>>>

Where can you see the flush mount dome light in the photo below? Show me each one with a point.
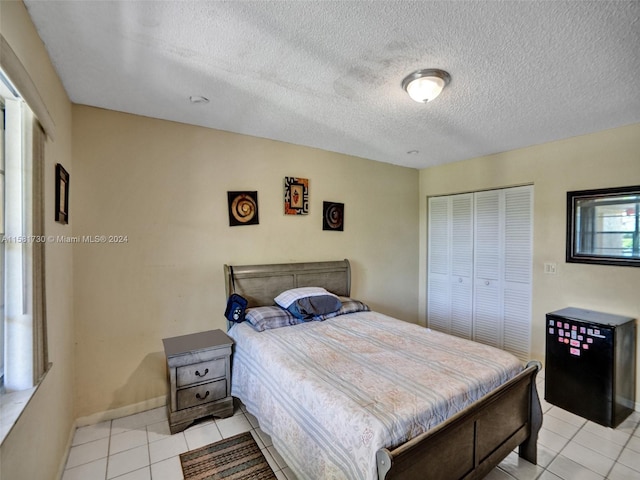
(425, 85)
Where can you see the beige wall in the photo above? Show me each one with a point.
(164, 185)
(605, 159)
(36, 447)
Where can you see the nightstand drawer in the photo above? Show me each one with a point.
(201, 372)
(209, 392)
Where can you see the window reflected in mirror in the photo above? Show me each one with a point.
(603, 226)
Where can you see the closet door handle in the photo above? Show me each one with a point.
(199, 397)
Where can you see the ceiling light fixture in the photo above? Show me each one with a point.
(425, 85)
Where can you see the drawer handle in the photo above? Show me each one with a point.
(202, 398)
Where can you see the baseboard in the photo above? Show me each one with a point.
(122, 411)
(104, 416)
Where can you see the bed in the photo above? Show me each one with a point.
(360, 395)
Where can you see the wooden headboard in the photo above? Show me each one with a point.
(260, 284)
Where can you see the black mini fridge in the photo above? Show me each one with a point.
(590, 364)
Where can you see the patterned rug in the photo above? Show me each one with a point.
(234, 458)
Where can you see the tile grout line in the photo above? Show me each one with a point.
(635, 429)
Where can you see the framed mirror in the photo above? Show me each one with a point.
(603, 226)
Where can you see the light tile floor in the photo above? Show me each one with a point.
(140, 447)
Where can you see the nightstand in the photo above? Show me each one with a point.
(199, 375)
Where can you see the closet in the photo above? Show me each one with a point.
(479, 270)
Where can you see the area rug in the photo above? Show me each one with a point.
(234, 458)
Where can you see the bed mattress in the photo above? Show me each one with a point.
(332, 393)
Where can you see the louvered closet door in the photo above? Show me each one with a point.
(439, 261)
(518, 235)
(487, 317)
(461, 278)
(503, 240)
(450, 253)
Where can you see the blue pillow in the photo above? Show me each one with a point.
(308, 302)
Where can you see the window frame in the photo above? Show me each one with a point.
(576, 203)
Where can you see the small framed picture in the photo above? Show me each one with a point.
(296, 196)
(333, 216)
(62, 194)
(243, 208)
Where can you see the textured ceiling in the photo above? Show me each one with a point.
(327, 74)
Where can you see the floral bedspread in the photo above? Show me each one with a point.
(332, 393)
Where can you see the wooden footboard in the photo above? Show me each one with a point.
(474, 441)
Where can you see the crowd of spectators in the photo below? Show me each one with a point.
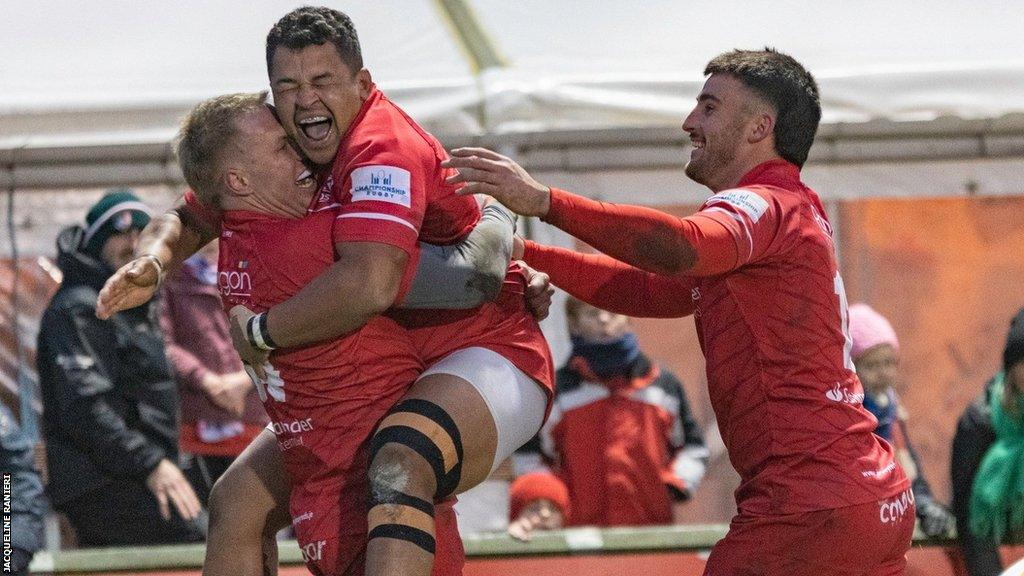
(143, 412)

<<<
>>>

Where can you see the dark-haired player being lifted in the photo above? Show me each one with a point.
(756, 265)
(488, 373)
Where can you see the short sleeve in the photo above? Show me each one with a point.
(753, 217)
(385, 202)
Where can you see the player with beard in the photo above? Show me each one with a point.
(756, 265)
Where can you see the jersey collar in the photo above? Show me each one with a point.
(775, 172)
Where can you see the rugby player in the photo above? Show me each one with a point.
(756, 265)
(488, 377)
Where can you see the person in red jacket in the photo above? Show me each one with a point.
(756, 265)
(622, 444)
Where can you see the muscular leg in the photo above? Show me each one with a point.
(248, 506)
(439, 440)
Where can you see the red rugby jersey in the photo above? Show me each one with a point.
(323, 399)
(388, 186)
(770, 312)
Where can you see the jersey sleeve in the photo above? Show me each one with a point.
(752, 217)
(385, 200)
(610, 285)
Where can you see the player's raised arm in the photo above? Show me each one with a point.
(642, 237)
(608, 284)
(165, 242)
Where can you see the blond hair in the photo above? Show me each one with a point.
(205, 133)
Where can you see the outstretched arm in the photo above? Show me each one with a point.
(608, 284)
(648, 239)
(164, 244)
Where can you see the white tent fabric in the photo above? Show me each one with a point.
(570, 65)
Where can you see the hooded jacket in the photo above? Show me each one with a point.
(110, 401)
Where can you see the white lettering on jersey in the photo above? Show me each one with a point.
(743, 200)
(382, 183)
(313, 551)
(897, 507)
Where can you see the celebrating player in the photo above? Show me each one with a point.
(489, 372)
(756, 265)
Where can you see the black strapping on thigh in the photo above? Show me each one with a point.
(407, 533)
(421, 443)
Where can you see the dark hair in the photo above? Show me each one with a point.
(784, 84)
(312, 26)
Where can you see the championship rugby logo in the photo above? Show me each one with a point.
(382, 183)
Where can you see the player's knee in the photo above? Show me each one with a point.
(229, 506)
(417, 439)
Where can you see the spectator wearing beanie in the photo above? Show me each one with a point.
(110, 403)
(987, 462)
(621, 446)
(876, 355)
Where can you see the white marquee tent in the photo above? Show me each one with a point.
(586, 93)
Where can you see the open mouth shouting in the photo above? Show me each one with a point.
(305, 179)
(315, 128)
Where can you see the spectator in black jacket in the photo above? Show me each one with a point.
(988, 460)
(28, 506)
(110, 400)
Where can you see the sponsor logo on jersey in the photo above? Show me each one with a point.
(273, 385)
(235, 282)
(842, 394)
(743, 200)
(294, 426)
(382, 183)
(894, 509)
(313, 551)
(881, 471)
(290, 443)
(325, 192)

<<<

■ What the exercise asks
Report every line of the data that contains the string "ceiling", copying each such line in full.

■ Answer below
Where can you see the ceiling light fixture in the photo above? Show me each one with a point.
Where can you see the textured ceiling in the photo above? Show me each one with a point.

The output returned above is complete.